Friday, October 11, 2019

Followup on Robert Kraft: disappearing sex trafficking in Florida

Vanity Fair has a followup on the widely publicized Florida investigation of sex trafficking that included the arrest of Patriots owner Robert Kraft.  The reporter points out that the trafficking charges have evaporated, and in general concludes that much of the concern with trafficking is in fact simply targeted at voluntary foreign sex workers:

“YOU WON’T BELIEVE WHAT HAPPENED”: THE WILD, DISTURBING SAGA OF ROBERT KRAFT’S VISIT TO A STRIP MALL SEX SPA
After the Patriots owner made two trips to Orchids of Asia Day Spa, where a half-hour “massage” costs $59, he was charged with soliciting a prostitute. What happened next was not what anyone expected.
BY MAY JEONG

"Human trafficking is a serious problem: The Department of Health and Human Services calls it the world’s “fastest-growing criminal industry.” But some anti-trafficking groups, in search of funding, routinely overstate the scale of the commercial sex trade. They frequently claim that 300,000 minors are “at risk” for being sold into sexual slavery in America each year—a number that has been debunked by researchers as wildly overinflated. (The Washington Post dismisses it as a “nonsense statistic.”) In 2018, the FBI confirmed a total of 649 trafficking cases in America, adults included.
...
"Florida’s new sex registry is the latest in a long line of similar laws. One of America’s first laws against prostitution, in fact, was the 1870 Act to Prevent the Kidnapping and Importing of Mongolian, Chinese, and Japanese Females for Criminal or Demoralizing Purposes, intended to protect the public from “scandal and injury.” The law was a precursor to the Page Act of 1875, which aimed to “end the danger of cheap Chinese labor and immoral Chinese women,” which in turn was a precursor to the Chinese Exclusion Act of 1882—the first law to bar all members of a specific ethnicity or nationality from immigrating.
• • • • • • •
◆ **Short exercise**
For each statement, answer yes or no according to the post about Robert Kraft, and quote the words of the post that decide it. (a) In 2018 the FBI confirmed 649 trafficking cases in America, adults included. (b) A half-hour massage at Orchids of Asia Day Spa costs $79. (c) The Page Act of 1875 was the first law to bar all members of a specific ethnicity or nationality from immigrating. The records that come next are separate from the post about Robert Kraft.
• • • • • • •
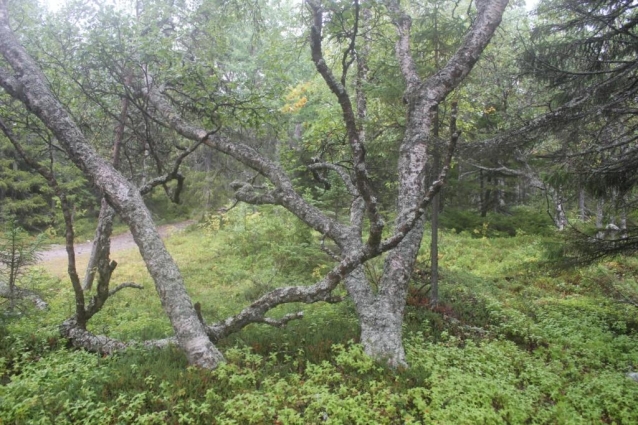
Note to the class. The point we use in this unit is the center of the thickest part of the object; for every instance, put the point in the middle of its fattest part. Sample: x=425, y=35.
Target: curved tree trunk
x=28, y=85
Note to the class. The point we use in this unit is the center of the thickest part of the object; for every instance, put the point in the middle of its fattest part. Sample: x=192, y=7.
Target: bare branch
x=362, y=179
x=345, y=177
• • • • • • •
◆ **Result of this task**
(a) Yes: "In 2018, the FBI confirmed a total of 649 trafficking cases in America, adults included."
(b) No: "a half-hour “massage” costs $59"
(c) No: "the Chinese Exclusion Act of 1882—the first law to bar all members of a specific ethnicity or nationality from immigrating"